### Document excerpt ###
In Germanic paganism, Nerthus is a goddess associated with a ceremonial wagon procession. Nerthus is attested by first century AD Roman historian Tacitus in his ethnographic work Germania.

In Germania, Tacitus records that a group of Germanic peoples were particularly distinguished by their veneration of the goddess. Tacitus describes the wagon procession in some detail: Nerthus's cart is found on an unspecified island in the "ocean", where it is kept in a sacred grove and draped in white cloth. Only a priest may touch it. When the priest detects Nerthus's presence by the cart, the cart is drawn by heifers. Nerthus's cart is met with celebration and peacetime everywhere it goes, and during her procession no one goes to war and all iron objects are locked away. In time, after the goddess has had her fill of human company, the priest returns the cart to her "temple" and slaves ritually wash the goddess, her cart, and the cloth in a "secluded lake". According to Tacitus, the slaves are then immediately drowned in the lake.

Scholars have linked Tacitus's description of ceremonial wagons found from around Tacitus's time up until the Viking Age, particularly the Germanic Iron Age Dejbjerg wagon in Denmark and the Viking Age Oseberg ship burial wagon in Norway. The goddess name Nerthus (from Proto-Germanic *Nerþuz) is the early Germanic etymological precursor to the Old Norse deity name Njörðr, a male deity who is comparably associated with wagons and water in Norse mythology. Together with his children Freyja and Freyr, the three form the Vanir, a family of gods. The Old Norse record contains three narratives featuring ritual wagon processions that scholars have compared to Tacitus's description of Nerthus's wagon procession, one of which (and potentially all of them) focus on Njörðr's son Freyr.
### Records shown ###
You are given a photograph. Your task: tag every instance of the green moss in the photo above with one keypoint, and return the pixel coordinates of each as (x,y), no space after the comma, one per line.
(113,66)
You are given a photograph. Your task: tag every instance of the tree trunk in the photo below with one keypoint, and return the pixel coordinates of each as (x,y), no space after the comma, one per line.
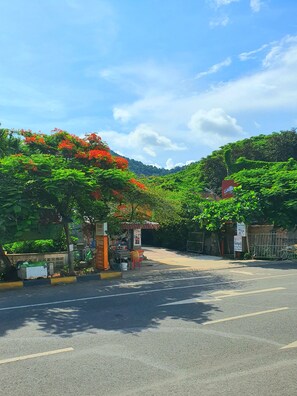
(70,258)
(5,259)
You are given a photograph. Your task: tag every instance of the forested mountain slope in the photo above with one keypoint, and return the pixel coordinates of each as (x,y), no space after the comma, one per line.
(208,173)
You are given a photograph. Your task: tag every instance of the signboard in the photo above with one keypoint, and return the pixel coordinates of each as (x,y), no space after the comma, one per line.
(101,229)
(241,229)
(227,188)
(238,243)
(102,253)
(137,237)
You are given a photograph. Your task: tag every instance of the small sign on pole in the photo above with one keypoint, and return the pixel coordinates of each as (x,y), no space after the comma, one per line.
(238,243)
(101,229)
(241,229)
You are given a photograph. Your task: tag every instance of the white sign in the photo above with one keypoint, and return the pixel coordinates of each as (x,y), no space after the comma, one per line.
(241,229)
(237,243)
(137,236)
(101,229)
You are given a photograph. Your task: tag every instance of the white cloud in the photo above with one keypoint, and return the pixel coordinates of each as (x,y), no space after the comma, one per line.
(219,3)
(281,52)
(219,21)
(170,163)
(214,127)
(215,68)
(256,5)
(143,139)
(273,88)
(121,114)
(244,56)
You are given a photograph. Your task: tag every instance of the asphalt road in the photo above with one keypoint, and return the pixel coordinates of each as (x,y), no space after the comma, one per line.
(228,332)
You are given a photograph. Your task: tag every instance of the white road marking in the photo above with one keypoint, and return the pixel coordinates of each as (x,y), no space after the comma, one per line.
(222,294)
(142,283)
(245,316)
(242,272)
(162,290)
(35,355)
(292,345)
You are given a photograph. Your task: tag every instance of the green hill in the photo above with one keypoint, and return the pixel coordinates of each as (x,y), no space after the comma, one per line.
(140,169)
(209,172)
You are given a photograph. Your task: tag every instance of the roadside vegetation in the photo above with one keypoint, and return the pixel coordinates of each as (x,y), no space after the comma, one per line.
(48,182)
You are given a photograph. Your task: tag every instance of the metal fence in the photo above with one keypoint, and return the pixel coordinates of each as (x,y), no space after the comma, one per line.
(273,246)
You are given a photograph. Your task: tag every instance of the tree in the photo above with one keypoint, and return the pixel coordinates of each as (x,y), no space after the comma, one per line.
(9,142)
(244,207)
(61,172)
(276,187)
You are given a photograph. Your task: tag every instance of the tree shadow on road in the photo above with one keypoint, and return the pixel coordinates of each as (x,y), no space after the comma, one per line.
(130,308)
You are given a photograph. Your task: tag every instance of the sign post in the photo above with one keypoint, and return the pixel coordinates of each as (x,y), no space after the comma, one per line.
(102,247)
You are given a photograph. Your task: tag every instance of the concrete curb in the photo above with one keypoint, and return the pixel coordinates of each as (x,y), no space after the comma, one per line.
(63,280)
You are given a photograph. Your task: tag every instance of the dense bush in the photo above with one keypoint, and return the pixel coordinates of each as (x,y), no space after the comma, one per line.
(37,246)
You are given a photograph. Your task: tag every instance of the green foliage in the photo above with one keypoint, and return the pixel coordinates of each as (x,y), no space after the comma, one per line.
(276,188)
(243,207)
(10,142)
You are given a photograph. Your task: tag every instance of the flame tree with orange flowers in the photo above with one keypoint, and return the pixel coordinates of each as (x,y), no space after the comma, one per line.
(72,176)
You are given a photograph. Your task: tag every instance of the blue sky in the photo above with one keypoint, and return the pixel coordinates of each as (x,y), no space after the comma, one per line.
(162,81)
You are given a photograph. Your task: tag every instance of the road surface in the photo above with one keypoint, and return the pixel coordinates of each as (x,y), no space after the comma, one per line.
(228,332)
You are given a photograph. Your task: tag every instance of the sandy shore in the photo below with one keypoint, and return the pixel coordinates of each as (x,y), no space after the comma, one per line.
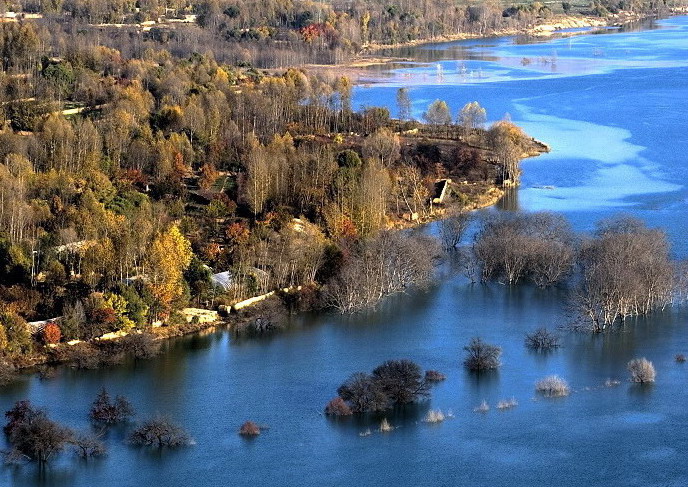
(557,25)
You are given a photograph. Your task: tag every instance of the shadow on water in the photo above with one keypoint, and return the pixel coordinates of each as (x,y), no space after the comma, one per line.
(509,202)
(398,416)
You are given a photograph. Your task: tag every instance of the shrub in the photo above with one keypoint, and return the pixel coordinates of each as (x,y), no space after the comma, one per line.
(641,370)
(483,408)
(32,435)
(83,356)
(401,381)
(105,411)
(394,382)
(552,386)
(337,407)
(160,432)
(7,373)
(141,345)
(385,426)
(507,403)
(482,356)
(434,416)
(363,393)
(249,428)
(51,333)
(541,340)
(434,376)
(87,446)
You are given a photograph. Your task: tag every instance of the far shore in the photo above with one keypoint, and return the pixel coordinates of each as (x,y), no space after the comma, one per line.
(558,25)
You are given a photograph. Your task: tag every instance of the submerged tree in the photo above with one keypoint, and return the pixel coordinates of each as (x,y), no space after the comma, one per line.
(438,113)
(108,412)
(626,271)
(160,432)
(481,356)
(472,116)
(401,381)
(32,435)
(363,393)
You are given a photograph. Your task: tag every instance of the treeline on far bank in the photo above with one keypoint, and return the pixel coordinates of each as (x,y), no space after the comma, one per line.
(117,213)
(271,33)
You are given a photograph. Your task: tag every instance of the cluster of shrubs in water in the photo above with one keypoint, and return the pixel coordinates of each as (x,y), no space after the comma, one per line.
(395,382)
(33,436)
(399,382)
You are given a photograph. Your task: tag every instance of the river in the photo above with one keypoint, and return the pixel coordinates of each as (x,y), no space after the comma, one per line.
(612,106)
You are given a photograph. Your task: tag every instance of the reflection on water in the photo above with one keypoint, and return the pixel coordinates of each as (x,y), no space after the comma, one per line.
(616,125)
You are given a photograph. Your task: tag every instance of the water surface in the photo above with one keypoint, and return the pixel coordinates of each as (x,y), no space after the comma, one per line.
(612,107)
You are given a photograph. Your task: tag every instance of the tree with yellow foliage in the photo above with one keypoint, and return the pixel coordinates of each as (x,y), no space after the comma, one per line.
(169,256)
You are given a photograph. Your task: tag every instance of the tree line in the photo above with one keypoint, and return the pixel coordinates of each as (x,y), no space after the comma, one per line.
(125,183)
(278,33)
(623,270)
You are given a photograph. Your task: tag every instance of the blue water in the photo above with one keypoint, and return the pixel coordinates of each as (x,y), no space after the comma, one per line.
(612,106)
(612,110)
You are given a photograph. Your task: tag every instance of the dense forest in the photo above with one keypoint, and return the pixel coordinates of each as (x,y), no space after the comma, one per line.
(127,182)
(279,33)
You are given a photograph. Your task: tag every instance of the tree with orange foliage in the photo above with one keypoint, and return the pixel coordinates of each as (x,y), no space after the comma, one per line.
(169,256)
(51,333)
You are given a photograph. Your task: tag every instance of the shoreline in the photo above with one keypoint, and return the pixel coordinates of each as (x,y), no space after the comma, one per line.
(557,25)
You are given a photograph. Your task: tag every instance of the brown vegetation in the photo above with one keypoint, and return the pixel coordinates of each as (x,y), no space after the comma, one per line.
(626,272)
(552,386)
(481,356)
(160,432)
(641,370)
(395,382)
(249,428)
(337,407)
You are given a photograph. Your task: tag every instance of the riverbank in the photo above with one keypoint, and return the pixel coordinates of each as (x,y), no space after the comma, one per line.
(558,25)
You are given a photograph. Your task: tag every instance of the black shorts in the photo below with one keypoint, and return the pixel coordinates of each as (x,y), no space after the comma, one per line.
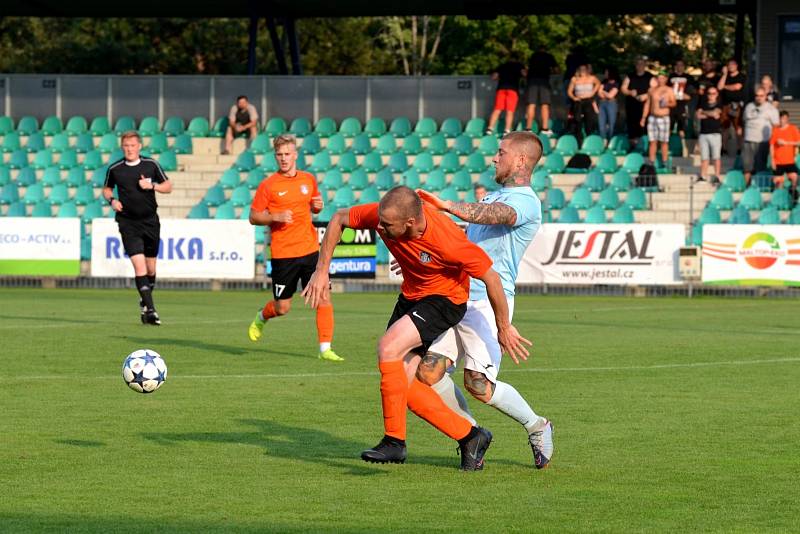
(140,236)
(538,92)
(432,316)
(785,169)
(286,272)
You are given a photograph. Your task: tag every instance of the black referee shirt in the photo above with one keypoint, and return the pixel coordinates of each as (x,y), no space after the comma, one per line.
(137,203)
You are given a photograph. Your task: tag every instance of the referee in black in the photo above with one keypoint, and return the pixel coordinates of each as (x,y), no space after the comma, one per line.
(137,179)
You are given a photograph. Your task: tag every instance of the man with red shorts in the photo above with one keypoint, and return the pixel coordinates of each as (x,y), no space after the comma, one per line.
(508,76)
(437,261)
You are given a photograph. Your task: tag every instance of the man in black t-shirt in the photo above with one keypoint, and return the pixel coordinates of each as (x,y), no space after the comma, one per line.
(136,180)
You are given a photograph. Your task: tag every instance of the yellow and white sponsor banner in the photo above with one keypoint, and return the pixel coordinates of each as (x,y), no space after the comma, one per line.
(611,254)
(751,254)
(199,249)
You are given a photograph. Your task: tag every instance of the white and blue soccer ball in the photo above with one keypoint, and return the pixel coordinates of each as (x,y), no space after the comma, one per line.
(144,370)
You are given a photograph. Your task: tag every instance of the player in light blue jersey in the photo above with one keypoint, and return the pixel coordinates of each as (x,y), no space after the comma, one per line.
(503,224)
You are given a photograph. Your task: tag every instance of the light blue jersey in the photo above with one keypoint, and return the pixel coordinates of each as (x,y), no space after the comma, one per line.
(506,244)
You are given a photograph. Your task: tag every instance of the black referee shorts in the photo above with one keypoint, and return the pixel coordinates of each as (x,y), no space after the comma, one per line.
(140,236)
(432,316)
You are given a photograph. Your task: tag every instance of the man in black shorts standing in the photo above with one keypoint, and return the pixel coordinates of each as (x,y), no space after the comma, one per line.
(137,179)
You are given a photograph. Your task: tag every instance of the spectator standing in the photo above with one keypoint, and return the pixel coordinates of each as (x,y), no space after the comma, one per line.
(709,113)
(656,112)
(540,66)
(242,117)
(609,90)
(683,85)
(581,90)
(508,75)
(783,148)
(759,118)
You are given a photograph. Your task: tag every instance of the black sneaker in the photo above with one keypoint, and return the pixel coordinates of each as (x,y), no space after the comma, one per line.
(473,447)
(151,317)
(389,450)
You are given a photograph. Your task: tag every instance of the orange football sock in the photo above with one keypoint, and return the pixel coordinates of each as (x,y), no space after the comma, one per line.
(428,405)
(325,323)
(394,390)
(268,311)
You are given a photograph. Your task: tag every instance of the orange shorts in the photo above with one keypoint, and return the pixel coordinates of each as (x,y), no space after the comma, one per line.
(506,100)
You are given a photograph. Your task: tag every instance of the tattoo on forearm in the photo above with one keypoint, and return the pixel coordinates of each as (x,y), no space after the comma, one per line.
(492,213)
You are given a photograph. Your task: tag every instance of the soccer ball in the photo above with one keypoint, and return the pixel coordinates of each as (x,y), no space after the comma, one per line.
(144,370)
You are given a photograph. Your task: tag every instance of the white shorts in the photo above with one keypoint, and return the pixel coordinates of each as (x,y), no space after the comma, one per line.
(474,340)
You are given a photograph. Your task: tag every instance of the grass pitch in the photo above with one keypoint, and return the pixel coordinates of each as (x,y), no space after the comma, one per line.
(669,414)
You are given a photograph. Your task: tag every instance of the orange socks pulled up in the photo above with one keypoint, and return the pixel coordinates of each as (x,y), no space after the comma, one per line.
(428,405)
(394,392)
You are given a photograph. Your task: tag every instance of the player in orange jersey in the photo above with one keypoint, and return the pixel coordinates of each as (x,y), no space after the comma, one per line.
(284,202)
(437,262)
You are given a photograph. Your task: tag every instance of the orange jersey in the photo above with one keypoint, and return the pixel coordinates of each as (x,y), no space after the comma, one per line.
(283,193)
(439,262)
(784,155)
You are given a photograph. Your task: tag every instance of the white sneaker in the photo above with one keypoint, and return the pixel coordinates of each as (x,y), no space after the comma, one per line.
(542,445)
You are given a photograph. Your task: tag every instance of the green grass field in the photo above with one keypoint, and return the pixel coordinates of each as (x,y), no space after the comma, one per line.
(670,415)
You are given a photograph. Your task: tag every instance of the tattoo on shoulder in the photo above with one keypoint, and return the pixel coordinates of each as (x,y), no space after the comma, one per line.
(491,213)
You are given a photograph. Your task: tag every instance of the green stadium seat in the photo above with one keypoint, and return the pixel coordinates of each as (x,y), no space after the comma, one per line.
(437,145)
(569,215)
(596,215)
(475,127)
(325,127)
(375,127)
(241,196)
(149,126)
(76,177)
(739,215)
(722,199)
(555,199)
(593,145)
(607,163)
(462,180)
(595,181)
(581,199)
(35,142)
(198,127)
(58,194)
(219,129)
(100,126)
(124,124)
(425,127)
(451,127)
(372,162)
(358,180)
(412,144)
(11,142)
(781,199)
(623,215)
(27,125)
(435,181)
(386,144)
(76,125)
(174,126)
(423,163)
(400,127)
(337,144)
(347,162)
(710,215)
(384,180)
(411,179)
(398,162)
(751,199)
(636,199)
(361,144)
(67,209)
(350,127)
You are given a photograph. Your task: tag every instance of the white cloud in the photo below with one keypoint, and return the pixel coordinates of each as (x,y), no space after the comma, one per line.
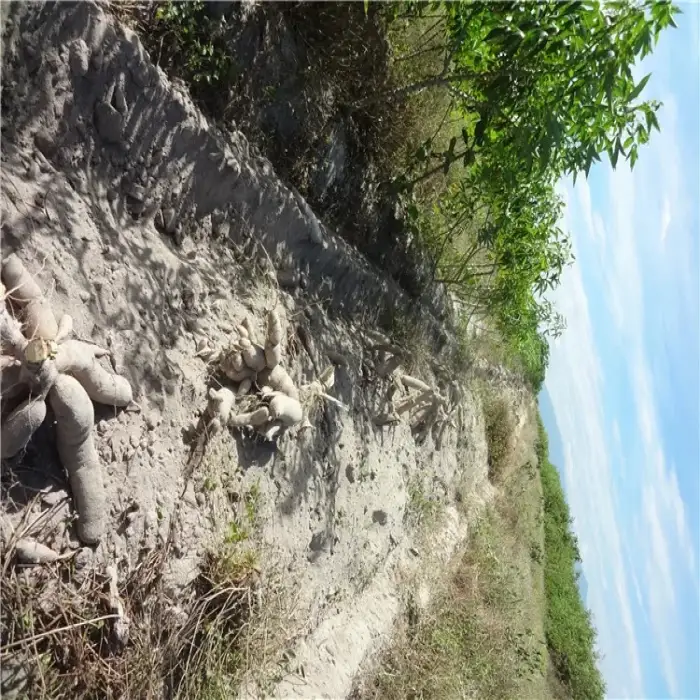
###
> What to produce
From the text on Nerthus, return the stretch that starts at the words "Scholars have linked" and stops after "Njörðr's son Freyr.", copied word for word.

> Output below
Scholars have linked Tacitus's description of ceremonial wagons found from around Tacitus's time up until the Viking Age, particularly the Germanic Iron Age Dejbjerg wagon in Denmark and the Viking Age Oseberg ship burial wagon in Norway. The goddess name Nerthus (from Proto-Germanic *Nerþuz) is the early Germanic etymological precursor to the Old Norse deity name Njörðr, a male deity who is comparably associated with wagons and water in Norse mythology. Together with his children Freyja and Freyr, the three form the Vanir, a family of gods. The Old Norse record contains three narratives featuring ritual wagon processions that scholars have compared to Tacitus's description of Nerthus's wagon procession, one of which (and potentially all of them) focus on Njörðr's son Freyr.